**Source document:**
The overarching goal of my research is developing methods for automatic semantic analysis of texts. My work spans such areas of computer science as natural language processing (NLP), machine learning, and data mining. Most recently, my research has focused on semantic analysis of clinical texts. I work both on method development and applications.

Prior to to joining Loyola, I was a researcher at Boston Children's Hospital and Harvard Medical School. I received my PhD in computer science from the University of Colorado Boulder, my MS in computer science from the State University of New York at Buffalo, and my BS in computer science from Loyola University Chicago.

I am involved in many active collaborations with major research centers across the US including University of Wisconsin, Boston Children's Hospital, Harvard Medical School, University of Chicago, University of Arizona, Rush University, University of Colorado, and others.

My research is currently funded by the following NIH awards:

  • Temporal Relation Discovery for Clinical Text (THYME), in which we are designing machine learning algorithms to extract timelines from clinical text and integrate those with structured data from the electronic medical record (NIH/NLM R01LM010090).

  • Learning Universal Patient Representations from Clinical Text with Hierarchical Recurrent Neural Networks. We develop neural network methods to make more efficient use of human and data resources, applying deep neural networks to millions of patient records for learning universal, task independent patient representations. These universal patient representations can be applied to thousands of clinical research tasks, including EHR-based phenotyping. To learn these representations, we train across entire health care systems using EHR events from later dates as a source of supervision. We extract patient representations from these networks, and make them available to clinical investigators for streamlining clinical research tasks (NIH/NLM R01LM012973).

  • Integrating citywide data to identify, differentiate, and prioritize hospitalized patients with substance misuse. We provide novel and critically important AI tools for the detection of substance misuse from the electronic health record (EHR). Development and validation of the substance misuse classifier would enable a standardized approach to perform screening on all patient encounters on a daily basis in health systems. We will rigorously develop and test substance misuse classifier retrospectively and then examine its performance prospectively in both a naïve and mature screening program. This will serve as the first step towards a comprehensive universal screener that leverages available data in the EHR (NIH/NLM 1R01DA051464).

**Entries supplied:**
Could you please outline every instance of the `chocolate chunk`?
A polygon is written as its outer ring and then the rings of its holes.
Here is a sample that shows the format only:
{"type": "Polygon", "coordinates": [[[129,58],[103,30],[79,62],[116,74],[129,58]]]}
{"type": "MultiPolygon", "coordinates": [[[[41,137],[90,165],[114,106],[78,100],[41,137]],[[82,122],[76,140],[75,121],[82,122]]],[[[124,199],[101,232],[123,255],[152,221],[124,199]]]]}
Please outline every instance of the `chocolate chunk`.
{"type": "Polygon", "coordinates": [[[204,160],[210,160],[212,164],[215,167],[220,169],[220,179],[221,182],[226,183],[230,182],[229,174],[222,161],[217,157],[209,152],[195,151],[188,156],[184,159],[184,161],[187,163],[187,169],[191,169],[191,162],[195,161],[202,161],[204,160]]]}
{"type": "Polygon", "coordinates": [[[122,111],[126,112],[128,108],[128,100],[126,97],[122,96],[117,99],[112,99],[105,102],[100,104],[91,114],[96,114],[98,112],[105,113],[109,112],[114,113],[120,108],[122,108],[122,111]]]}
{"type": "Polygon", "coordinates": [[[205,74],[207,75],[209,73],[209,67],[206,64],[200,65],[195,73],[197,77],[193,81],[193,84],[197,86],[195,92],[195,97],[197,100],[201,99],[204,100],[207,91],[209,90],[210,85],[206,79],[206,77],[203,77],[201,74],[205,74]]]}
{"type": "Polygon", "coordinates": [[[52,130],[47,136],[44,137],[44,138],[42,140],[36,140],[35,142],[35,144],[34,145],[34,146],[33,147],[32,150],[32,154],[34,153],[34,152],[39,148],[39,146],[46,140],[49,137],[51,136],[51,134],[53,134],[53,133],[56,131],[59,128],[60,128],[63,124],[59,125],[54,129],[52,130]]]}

**Instructions:**
1. Rewrite the research statement starting at "The overarching goal" and ending at "development and applications.", with "semantic analysis" changed to "semantic processing" each time it occurs.
2. Carry on the research statement from where it stops.
You can ignore the records.

**Answers below:**
1.
The overarching goal of my research is developing methods for automatic semantic processing of texts. My work spans such areas of computer science as natural language processing (NLP), machine learning, and data mining. Most recently, my research has focused on semantic processing of clinical texts. I work both on method development and applications.

2.
  • Developing a clinical decision support tool for the identification, diagnosis, and treatment of critical illness in hospitalized patients. Up to 5% of adult hospitalized patients on the medical-surgical wards develop clinical deterioration requiring intensive care. Medical errors are common before deterioration events, including delays and misjudgments in identification, diagnosis, and treatment, and these errors lead to increased morbidity and mortality. Therefore, it is critically important to optimize the care of high-risk ward patients to decrease preventable in-hospital deaths. The goal of this project is to develop a clinically useful clinical decision support tool for the identification, diagnosis, and treatment of hospitalized patients at high risk of clinical deterioration (NIH/NHLBI 1R01HL157262)

  • Using Machine Learning for Early Recognition and Personalized Treatment of Acute Kidney Injury. Acute kidney injury (AKI) occurs in up to 20% of hospitalized patients and is associated with increased risk of readmission, morbidity, and mortality. The estimated annual cost of AKI care in the US is over 10 billion dollars, and, with the incidence rising, these costs will continue to increase. The objective of this project is to develop novel tools to improve the identification and treatment of patients at high risk of AKI using a large, multi-center cohort (NIH/NIDDK 1R01DK126933).